▶ _THE EXERCISE_
Return unchanged every line of the items below, starting at the line that contains "Would you be able to point out the woman in" and ending at the final line of the items.

# start of LISTED RECORDS

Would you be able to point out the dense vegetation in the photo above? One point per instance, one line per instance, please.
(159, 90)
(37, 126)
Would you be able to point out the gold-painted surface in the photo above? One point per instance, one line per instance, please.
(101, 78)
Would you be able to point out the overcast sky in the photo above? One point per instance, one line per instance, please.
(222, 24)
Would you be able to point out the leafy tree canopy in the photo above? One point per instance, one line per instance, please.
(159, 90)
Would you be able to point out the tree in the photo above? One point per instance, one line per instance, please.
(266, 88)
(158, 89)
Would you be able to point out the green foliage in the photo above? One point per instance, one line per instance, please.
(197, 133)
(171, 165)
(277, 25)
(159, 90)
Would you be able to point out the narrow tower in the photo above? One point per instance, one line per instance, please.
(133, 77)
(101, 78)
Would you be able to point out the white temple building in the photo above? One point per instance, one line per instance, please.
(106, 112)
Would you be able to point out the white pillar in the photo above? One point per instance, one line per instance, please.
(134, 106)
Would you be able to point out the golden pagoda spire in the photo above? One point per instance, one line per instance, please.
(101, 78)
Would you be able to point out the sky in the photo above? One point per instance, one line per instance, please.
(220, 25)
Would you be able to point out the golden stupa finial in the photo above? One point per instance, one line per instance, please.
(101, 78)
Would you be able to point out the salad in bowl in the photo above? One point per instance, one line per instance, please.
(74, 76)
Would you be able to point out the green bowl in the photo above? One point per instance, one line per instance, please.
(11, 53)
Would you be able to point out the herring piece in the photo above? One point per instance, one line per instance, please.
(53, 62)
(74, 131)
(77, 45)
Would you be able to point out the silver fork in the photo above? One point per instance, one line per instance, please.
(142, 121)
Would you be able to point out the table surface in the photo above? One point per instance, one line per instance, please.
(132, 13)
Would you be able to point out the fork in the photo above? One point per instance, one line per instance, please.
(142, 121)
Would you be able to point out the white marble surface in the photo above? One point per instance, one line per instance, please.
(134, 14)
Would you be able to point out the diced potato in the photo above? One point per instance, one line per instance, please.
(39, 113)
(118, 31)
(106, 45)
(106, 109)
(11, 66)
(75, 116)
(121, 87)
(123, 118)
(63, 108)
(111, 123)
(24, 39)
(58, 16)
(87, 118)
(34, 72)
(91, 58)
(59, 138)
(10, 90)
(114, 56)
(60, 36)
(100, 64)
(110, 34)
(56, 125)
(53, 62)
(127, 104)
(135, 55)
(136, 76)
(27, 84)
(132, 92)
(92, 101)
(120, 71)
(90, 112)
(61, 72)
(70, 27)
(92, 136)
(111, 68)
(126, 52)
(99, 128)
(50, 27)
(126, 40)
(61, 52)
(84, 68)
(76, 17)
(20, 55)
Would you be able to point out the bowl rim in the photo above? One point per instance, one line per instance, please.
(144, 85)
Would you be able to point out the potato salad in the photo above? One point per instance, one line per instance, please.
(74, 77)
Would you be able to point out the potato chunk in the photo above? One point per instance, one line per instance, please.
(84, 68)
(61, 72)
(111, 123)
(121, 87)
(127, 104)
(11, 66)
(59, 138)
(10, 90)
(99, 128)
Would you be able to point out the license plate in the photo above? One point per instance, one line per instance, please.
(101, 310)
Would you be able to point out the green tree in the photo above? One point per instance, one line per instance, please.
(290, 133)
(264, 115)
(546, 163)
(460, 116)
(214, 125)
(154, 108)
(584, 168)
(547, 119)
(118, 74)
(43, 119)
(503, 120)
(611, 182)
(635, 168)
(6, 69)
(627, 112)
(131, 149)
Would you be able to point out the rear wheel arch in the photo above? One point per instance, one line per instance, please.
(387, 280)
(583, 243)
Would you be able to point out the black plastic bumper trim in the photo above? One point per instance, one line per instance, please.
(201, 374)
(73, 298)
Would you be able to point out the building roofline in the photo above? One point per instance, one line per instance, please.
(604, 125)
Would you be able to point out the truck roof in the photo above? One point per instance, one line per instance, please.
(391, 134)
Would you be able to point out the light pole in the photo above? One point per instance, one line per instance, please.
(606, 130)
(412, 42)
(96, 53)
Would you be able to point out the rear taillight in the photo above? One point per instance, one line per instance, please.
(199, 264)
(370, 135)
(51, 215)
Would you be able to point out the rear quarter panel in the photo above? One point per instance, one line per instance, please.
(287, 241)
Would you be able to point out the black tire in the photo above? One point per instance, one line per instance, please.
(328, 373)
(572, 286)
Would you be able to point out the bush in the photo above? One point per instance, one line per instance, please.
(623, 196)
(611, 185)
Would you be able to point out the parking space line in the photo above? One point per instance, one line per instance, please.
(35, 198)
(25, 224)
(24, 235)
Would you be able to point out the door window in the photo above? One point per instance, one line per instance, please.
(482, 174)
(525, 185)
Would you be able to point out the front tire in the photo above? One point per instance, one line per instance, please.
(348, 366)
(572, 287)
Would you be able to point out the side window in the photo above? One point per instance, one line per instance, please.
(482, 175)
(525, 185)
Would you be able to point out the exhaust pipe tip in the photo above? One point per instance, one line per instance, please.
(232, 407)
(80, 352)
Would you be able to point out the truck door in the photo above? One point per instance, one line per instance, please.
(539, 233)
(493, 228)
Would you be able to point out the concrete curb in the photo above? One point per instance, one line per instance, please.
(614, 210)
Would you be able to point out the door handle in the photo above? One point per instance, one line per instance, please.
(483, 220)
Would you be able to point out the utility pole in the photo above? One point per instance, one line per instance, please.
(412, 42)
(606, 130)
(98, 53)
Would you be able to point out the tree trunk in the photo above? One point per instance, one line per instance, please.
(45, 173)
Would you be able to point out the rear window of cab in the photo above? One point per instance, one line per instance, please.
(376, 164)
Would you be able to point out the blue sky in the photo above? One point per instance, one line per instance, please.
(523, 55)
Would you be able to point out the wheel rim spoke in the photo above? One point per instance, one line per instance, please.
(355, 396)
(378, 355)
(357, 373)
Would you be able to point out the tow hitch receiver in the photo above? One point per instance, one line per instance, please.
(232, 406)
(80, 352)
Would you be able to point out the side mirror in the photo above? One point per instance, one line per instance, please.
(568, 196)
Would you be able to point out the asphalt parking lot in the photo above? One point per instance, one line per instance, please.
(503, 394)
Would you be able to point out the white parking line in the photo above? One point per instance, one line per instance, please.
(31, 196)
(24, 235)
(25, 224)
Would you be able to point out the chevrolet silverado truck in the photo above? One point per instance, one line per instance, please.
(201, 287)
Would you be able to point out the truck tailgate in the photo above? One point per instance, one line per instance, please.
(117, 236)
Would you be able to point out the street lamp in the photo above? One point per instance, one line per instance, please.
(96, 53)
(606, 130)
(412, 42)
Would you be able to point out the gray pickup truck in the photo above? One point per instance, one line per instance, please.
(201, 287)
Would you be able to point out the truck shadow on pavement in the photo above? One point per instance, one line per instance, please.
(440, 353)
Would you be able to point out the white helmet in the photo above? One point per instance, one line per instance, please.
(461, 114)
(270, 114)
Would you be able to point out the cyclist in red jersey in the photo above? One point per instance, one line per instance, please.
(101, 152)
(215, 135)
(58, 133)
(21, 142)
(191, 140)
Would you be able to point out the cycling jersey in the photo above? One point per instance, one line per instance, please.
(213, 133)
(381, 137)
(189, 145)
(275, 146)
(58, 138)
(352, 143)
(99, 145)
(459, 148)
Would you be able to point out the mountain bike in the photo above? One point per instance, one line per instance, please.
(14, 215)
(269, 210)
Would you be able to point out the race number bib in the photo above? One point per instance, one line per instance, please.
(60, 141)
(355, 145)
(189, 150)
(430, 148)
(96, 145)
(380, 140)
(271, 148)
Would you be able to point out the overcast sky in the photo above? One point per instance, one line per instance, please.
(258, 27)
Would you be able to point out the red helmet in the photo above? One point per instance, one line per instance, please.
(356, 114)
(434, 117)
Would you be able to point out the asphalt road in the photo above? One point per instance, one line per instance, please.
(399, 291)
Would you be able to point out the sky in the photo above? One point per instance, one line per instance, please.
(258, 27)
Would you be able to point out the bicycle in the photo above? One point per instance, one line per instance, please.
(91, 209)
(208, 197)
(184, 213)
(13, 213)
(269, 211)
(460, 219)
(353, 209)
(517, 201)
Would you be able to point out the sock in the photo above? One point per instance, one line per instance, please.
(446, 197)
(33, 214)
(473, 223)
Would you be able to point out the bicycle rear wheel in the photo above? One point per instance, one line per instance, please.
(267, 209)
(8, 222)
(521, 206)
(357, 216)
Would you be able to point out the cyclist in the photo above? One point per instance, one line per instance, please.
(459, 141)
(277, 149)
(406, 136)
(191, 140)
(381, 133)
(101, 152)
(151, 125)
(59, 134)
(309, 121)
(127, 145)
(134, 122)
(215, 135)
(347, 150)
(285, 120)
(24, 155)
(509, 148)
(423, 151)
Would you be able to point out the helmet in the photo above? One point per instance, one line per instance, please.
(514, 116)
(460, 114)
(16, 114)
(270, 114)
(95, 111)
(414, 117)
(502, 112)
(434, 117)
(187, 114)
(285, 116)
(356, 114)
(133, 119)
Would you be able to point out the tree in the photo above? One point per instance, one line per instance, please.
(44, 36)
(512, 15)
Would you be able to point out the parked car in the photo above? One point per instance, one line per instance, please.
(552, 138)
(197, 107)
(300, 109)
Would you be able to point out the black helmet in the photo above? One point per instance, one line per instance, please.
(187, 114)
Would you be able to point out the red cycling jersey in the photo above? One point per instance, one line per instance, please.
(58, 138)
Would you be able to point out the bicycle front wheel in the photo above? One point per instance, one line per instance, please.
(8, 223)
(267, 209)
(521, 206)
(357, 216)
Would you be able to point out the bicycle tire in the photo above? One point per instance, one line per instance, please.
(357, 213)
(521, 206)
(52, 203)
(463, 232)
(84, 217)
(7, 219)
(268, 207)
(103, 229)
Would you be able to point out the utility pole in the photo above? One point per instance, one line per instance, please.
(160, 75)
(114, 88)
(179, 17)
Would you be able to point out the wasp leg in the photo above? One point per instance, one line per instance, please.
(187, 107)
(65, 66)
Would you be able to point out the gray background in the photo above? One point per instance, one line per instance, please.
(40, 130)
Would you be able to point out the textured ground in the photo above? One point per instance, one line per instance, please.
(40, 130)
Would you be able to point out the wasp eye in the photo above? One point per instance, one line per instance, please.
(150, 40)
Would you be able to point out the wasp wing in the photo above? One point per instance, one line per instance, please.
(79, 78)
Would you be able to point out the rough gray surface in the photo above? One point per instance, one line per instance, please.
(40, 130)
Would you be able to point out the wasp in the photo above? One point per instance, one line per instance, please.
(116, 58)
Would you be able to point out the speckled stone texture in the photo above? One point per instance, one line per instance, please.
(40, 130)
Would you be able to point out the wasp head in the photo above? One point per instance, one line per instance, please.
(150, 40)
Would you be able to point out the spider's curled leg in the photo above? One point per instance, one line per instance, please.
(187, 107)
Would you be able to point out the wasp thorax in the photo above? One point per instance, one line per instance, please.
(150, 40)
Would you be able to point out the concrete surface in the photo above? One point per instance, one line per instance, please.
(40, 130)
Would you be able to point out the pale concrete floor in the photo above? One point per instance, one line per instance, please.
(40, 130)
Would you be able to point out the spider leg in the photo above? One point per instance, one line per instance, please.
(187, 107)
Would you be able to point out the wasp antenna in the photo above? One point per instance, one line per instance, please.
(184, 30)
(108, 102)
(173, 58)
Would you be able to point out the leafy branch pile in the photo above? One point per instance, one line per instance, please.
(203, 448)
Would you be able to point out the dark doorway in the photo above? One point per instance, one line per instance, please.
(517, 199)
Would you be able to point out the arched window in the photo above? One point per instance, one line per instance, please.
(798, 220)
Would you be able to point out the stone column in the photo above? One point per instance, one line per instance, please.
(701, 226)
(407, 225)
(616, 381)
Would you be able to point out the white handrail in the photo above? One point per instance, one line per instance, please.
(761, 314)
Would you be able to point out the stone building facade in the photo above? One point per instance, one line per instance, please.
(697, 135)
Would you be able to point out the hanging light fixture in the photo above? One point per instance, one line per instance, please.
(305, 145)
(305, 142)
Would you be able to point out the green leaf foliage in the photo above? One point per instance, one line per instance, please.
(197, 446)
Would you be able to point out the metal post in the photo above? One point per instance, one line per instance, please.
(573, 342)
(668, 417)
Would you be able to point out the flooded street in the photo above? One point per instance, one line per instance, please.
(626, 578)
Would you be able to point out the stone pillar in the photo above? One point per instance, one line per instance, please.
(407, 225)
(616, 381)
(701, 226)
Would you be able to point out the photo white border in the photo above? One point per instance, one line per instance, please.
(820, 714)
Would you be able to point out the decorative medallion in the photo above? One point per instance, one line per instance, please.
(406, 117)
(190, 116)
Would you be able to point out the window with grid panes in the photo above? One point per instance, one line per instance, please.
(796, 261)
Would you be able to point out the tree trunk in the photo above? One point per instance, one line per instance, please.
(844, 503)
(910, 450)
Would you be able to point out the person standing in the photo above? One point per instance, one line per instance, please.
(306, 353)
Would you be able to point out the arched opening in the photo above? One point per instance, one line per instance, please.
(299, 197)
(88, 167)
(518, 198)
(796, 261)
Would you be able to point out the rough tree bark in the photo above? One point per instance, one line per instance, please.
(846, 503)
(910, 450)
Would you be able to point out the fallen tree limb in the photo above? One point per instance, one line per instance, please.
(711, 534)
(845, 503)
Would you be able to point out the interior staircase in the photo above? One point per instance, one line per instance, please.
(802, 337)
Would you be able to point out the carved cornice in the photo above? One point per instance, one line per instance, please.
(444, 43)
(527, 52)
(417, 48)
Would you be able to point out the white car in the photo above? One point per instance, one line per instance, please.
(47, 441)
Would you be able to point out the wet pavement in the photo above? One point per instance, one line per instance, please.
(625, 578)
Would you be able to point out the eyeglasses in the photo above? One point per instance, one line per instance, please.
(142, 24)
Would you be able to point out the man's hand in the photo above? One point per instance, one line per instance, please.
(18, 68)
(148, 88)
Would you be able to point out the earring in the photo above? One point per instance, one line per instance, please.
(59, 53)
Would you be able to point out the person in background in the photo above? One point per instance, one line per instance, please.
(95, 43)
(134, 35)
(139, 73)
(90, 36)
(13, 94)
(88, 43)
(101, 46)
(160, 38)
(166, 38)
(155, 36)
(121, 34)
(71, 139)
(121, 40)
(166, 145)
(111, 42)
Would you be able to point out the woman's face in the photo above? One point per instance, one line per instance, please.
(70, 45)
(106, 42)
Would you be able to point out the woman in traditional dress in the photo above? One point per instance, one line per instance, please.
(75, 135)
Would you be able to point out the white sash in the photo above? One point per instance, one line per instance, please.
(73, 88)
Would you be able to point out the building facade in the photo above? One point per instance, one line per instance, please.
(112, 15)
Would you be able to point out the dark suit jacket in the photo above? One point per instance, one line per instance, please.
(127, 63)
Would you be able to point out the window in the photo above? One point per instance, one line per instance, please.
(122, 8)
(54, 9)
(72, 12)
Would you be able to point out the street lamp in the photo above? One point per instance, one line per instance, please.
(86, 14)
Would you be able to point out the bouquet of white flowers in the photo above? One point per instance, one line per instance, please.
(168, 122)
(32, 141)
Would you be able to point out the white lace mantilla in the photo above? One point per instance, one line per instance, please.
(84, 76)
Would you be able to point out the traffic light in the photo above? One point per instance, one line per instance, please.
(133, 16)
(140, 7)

# end of LISTED RECORDS

▶ _RESPONSE TO THE TASK_
Would you be able to point out the woman in traditional dress in the photo above? One point per instance, one line per instance, please.
(75, 135)
Would you be able to point out the white sash in the photo above? One point per instance, one line per instance, please.
(73, 88)
Would you be able to point out the building facade in the photo above? One point per instance, one line per instance, please.
(112, 15)
Would you be able to point out the dark suit jacket in the photo above? One point per instance, one line per instance, please.
(127, 63)
Would you be able to point out the window in the photo above? One point per instance, one line per instance, please.
(122, 8)
(54, 9)
(72, 12)
Would you be able to point out the street lamp in the photo above? One point per instance, one line per instance, please.
(86, 14)
Would you be able to point out the bouquet of white flowers in the photo above? One point per instance, one line per instance, please.
(168, 122)
(32, 141)
Would you be able to point out the white lace mantilla in the photo above? One point per instance, one line per instance, please.
(84, 76)
Would you be able to point out the traffic light in the photo above? One point per instance, one line per instance, please.
(133, 16)
(140, 7)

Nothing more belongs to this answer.